- _YOUR INSTRUCTIONS_
Locate the line that contains "Query: white bucket". Print it and every subsequent line through the final line of the records, exactly and only those.

· · · ·

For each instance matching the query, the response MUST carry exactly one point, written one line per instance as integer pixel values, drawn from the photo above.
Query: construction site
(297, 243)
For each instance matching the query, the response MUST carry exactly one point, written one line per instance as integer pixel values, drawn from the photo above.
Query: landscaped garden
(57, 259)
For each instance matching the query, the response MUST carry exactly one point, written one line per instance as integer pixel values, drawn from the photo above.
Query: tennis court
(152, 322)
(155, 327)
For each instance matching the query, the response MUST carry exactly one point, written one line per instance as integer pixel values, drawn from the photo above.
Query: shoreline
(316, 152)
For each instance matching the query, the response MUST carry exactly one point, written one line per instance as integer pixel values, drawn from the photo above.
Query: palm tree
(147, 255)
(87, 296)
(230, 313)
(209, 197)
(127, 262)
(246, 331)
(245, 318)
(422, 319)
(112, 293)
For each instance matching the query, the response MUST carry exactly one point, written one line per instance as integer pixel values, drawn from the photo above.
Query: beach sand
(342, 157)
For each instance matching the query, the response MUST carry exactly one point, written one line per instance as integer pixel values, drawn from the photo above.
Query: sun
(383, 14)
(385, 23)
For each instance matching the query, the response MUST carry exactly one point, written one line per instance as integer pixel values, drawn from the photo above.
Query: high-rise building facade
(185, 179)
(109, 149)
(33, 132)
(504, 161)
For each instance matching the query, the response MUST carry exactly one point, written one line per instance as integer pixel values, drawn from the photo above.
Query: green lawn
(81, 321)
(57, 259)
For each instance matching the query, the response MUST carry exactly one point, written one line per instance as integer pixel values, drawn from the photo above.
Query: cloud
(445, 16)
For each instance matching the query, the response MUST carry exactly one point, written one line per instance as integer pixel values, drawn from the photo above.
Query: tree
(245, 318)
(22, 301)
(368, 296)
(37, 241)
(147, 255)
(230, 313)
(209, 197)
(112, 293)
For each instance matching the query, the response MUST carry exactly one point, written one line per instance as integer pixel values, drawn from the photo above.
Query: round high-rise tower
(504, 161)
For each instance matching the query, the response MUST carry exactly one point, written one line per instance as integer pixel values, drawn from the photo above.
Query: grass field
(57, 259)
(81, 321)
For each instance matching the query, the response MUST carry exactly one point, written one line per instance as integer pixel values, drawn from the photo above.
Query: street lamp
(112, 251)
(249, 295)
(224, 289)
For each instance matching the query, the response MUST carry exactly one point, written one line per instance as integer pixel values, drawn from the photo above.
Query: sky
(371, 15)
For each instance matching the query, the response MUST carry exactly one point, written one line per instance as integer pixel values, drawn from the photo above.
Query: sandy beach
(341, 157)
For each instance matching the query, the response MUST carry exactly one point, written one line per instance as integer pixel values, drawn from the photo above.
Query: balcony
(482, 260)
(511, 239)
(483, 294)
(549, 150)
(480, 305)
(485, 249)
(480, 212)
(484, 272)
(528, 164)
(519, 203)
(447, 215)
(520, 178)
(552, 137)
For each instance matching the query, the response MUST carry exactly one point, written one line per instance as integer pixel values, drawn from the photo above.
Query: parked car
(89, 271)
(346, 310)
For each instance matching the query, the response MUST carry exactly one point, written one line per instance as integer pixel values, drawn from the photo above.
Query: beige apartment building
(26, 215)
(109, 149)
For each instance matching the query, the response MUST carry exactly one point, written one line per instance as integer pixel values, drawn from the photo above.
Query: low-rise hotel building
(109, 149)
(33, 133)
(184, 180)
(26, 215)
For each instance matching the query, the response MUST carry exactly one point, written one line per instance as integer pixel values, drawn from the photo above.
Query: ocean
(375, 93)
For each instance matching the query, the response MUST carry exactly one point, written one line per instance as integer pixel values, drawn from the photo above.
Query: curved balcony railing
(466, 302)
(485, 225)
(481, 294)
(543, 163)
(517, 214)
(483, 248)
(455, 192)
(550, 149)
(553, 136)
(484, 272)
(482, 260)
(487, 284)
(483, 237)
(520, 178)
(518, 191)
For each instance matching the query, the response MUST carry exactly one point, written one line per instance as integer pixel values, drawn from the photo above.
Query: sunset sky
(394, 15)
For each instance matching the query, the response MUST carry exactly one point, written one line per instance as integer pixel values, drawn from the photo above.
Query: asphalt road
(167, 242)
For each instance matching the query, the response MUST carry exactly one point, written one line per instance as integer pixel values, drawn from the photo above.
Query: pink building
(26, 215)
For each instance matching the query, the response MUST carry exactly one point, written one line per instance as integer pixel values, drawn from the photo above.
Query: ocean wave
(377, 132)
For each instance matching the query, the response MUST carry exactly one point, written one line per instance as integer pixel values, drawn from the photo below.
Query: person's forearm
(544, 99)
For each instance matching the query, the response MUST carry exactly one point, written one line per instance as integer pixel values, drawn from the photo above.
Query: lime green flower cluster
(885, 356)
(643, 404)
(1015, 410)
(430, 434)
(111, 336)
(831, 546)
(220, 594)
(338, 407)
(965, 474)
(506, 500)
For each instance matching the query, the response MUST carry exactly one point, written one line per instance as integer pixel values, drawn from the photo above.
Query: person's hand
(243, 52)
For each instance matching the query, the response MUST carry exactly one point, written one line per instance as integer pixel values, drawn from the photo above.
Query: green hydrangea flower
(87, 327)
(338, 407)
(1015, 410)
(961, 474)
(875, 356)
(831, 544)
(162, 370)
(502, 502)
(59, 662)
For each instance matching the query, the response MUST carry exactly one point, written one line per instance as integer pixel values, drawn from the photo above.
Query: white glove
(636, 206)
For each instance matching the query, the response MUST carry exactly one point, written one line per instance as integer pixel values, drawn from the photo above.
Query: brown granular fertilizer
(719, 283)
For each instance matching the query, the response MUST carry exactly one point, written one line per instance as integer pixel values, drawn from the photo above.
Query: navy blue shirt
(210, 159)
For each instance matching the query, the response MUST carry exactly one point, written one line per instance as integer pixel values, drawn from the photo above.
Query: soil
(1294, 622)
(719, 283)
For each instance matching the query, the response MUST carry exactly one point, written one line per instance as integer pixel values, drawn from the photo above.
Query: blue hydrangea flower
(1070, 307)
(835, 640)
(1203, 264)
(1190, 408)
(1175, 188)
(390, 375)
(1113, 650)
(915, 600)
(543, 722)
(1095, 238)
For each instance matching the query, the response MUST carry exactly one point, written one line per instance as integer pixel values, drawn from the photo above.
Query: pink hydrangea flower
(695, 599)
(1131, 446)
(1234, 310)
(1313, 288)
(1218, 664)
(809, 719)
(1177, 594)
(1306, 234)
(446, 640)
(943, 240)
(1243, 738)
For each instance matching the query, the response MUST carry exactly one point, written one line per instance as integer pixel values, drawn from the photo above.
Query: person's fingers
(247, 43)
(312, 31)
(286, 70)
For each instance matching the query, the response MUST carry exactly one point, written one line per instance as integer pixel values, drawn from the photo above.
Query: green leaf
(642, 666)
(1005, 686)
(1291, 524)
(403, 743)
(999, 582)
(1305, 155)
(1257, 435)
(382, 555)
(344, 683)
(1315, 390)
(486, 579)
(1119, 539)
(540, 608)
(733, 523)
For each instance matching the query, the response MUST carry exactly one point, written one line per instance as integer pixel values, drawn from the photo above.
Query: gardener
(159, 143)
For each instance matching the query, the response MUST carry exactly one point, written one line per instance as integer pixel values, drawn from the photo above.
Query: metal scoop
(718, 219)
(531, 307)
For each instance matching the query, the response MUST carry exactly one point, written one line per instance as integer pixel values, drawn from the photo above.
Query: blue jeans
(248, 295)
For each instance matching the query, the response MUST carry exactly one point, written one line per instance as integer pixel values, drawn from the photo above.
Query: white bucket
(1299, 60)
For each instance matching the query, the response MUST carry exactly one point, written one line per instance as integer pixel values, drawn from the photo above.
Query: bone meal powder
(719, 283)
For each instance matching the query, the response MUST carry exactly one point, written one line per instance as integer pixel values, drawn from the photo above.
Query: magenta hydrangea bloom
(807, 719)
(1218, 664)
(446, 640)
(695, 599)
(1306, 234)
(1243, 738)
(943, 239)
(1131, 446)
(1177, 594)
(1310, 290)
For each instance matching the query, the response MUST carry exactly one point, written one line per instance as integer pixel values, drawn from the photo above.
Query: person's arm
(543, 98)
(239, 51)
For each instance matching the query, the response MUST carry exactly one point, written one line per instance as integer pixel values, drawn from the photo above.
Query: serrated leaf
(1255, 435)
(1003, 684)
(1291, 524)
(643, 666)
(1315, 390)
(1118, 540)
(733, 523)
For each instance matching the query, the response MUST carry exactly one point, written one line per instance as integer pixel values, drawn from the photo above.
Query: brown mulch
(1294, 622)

· · · ·

- _RESPONSE TO THE EXERCISE_
Query: white bucket
(1299, 60)
For each instance matching the query, the response MUST carry exactly one point, written one line per instance as integer pixel values, drawn from the photo above.
Query: bone meal powder
(719, 283)
For each instance matching the query, the response MUST carry exactly one point, written one line per instance as integer pixel values, drawn from the photo above.
Query: magenta hydrangea bloom
(807, 719)
(1218, 664)
(446, 640)
(695, 599)
(1306, 234)
(1243, 738)
(943, 239)
(1131, 446)
(1177, 594)
(1310, 290)
For each instance matching the query, the response MUST carry exactly one point, written one line per instance as integer pixel values, drawn from the photo above.
Query: person's arm
(543, 98)
(239, 51)
For each instance matching the query, the response MUST carry exactly one point, written one line per instance as integer pixel values, drawn from the photo above.
Query: serrated leaf
(1255, 435)
(1003, 684)
(1291, 524)
(643, 666)
(1315, 390)
(1118, 540)
(733, 523)
For each instance matching the query, the response MUST carry exactly one point, written one line per instance as integer pixel values, drawn from the photo above.
Query: brown mulch
(1294, 622)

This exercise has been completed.